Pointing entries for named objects
-- BEGIN --
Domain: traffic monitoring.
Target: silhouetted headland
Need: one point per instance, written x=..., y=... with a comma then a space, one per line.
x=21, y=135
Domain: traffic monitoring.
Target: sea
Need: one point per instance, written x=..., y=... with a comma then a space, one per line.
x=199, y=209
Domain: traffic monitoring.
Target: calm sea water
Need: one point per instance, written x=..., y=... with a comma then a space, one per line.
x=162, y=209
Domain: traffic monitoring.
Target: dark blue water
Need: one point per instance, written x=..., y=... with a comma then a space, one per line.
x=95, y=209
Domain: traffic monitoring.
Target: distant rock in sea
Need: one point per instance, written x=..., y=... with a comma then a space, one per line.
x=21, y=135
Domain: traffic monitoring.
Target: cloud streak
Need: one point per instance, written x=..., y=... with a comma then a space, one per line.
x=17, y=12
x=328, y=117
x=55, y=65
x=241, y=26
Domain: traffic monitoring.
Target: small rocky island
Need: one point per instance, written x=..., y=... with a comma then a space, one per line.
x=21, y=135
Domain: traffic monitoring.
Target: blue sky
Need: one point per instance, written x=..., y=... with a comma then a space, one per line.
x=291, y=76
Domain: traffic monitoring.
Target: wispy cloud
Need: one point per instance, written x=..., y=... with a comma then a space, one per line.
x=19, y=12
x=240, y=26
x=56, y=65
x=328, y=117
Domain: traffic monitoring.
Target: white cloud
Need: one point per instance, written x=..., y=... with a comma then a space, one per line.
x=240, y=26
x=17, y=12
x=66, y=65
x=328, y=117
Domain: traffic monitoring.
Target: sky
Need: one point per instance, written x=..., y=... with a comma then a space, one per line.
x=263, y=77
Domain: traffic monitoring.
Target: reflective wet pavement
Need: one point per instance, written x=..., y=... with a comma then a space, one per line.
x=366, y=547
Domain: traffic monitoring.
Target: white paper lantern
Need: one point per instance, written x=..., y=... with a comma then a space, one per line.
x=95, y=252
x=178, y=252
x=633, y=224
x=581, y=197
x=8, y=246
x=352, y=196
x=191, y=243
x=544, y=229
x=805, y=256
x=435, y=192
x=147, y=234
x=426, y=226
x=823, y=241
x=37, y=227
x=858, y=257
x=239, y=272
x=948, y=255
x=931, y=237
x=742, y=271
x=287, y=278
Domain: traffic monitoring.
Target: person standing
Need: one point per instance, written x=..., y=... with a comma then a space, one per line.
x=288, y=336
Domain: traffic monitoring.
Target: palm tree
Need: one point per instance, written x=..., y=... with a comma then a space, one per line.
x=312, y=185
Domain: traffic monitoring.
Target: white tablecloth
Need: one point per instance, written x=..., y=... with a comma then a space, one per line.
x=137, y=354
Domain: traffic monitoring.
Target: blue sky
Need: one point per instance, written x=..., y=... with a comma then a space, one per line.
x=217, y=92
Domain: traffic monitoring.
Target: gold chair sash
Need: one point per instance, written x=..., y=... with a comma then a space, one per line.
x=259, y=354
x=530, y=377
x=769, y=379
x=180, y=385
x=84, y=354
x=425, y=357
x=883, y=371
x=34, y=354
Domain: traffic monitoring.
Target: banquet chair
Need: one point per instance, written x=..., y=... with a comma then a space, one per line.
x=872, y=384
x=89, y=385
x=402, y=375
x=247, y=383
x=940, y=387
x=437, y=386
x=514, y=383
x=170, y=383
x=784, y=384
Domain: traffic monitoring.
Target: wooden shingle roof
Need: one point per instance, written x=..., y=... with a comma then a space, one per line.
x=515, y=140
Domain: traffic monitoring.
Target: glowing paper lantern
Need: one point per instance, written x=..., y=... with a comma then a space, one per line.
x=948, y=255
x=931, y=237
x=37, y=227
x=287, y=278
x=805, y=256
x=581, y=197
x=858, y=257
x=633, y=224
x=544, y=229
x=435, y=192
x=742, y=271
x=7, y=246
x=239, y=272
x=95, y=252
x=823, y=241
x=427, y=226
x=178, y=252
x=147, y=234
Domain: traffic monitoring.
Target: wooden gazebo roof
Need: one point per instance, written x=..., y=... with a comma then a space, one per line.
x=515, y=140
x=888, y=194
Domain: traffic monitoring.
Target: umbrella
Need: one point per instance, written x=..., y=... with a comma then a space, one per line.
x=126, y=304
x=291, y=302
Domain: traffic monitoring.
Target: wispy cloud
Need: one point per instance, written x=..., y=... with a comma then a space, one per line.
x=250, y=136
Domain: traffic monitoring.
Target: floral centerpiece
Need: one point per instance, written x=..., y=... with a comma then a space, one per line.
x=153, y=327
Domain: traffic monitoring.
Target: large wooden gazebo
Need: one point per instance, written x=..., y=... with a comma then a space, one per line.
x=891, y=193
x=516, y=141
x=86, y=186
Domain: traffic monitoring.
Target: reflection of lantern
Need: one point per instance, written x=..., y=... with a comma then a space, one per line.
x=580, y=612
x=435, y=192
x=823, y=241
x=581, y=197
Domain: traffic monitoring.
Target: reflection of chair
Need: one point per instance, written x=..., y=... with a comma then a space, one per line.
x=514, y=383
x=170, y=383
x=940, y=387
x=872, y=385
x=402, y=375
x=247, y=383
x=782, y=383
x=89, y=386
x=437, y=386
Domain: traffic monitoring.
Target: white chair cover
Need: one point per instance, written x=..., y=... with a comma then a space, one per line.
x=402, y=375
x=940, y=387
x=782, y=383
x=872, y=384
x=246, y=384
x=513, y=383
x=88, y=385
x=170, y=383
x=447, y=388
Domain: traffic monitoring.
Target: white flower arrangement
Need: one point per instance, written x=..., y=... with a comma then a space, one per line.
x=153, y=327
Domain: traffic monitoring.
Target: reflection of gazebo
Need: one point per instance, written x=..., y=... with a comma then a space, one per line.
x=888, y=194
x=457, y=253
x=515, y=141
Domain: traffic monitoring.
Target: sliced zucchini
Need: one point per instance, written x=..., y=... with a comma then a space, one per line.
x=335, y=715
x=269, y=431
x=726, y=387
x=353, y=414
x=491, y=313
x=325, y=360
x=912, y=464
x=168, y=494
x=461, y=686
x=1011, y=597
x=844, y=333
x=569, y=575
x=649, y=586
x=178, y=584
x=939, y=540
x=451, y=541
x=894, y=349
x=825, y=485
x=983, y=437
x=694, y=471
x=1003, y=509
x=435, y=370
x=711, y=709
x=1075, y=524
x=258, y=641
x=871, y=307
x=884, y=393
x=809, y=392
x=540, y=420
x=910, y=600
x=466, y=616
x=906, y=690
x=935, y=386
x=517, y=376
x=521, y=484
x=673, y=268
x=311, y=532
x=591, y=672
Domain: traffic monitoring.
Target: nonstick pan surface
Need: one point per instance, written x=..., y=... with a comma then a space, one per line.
-- END --
◆ **Set exercise**
Gather every line of the records that contains the word "reflection", matching case exactly.

◆ **Exercise answer**
Target: reflection of lantern
Target: reflection of chair
Target: reflection of gazebo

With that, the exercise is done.